→ Passage to read
- Opening Delimiter -

SRDTrans does not rely on any assumptions about the contrast mechanism, noise model, sample dynamics and imaging speed. Thus, it can be readily extended to other biological samples and imaging modalities (Supplementary Fig. 20), such as membrane voltage imaging, single-protein detection, light-sheet microscopy, confocal microscopy, light-field microscopy and super-resolution microscopy46,47,48,49,50,51. The limitation of SRDTrans lies in the basic assumption that neighboring pixels should have approximate structures. If the spatial sampling rate is too low to provide enough redundancy, SRDTrans would fail. Another potential risk is the generalization ability as the lightweight network architecture of SRDTrans is more suitable for specific tasks. We believe training specific models for specific data is the most reliable way to use deep learning for fluorescence image denoising. Therefore, a new model should be trained to ensure optimal results when the imaging parameter, modality and sample change.

- Closing Delimiter -

How would the passage on the SRDTrans denoising method carry on after its last sentence? Continue it from there.

→ Saved entries
- Opening Delimiter -

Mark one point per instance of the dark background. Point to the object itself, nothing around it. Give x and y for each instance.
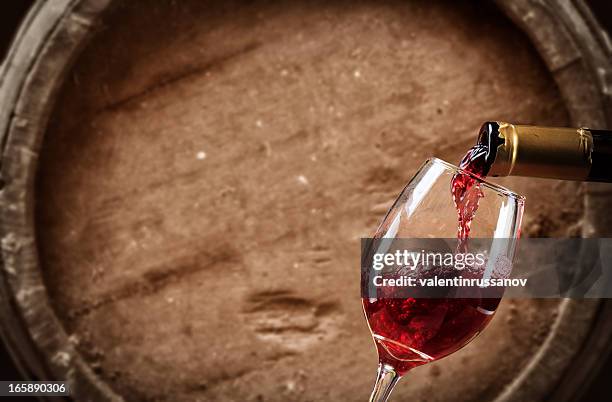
(11, 14)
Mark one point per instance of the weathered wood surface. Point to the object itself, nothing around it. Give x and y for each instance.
(209, 169)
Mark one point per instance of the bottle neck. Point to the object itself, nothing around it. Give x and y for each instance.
(550, 152)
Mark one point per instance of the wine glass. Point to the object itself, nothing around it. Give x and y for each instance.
(411, 331)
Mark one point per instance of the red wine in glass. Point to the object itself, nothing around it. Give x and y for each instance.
(409, 332)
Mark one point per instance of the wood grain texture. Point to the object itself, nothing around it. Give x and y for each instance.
(209, 169)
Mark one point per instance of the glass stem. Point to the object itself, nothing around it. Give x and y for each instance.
(385, 381)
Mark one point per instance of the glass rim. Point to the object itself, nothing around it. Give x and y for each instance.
(500, 189)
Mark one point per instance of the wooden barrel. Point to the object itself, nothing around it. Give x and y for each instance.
(184, 186)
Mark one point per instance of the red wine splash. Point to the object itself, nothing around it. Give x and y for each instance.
(410, 332)
(465, 189)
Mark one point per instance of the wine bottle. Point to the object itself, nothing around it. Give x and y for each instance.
(551, 152)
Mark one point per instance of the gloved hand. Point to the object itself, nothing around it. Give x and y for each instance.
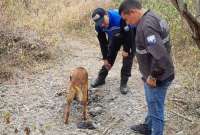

- Closing Delimiter -

→ Solved problem
As the development of fluorescence indicators heads towards faster kinetics to monitor biological dynamics at the millisecond scale52,53, the imaging speed required to record these fast activities is continuously growing. Obtaining adequate sampling rates is becoming more and more challenging for denoising methods relying on temporal redundancy. Our rationale is to fill the niche by seeking to utilize spatial redundancy as an alternative to enable self-supervised denoising in more imaging applications. Although the perfect case for spatial redundancy sampling is that the spatial sampling rate is two times higher than the Nyquist sampling of the diffraction limit to ensure that two adjacent pixels have nearly identical optical signals, the endogenous similarity between two spatially downsampled substacks is sufficient to guide the training of the network in most cases. However, this does not mean that the proposed spatial redundancy sampling strategy can fully replace temporal redundancy sampling, as the ablation study (Fig. 4f) shows that, if equipped with the same network architecture, the temporal redundancy sampling can achieve better performance in high-speed imaging. The superiority of SRDTrans over DeepCAD at high imaging speeds is actually attributed to the transformer architecture. In general, spatial redundancy and temporal redundancy are two complementary sampling strategies to enable self-supervised training of denoising networks for fluorescence time-lapse imaging. Which sampling strategy is used depends on which kind of redundancy is more sufficient in the data. It is noteworthy that there are still many cases where neither redundancy is sufficient to support current sampling strategies. Developing specific or more general self-supervised denoising methods is of persistent value for fluorescence imaging.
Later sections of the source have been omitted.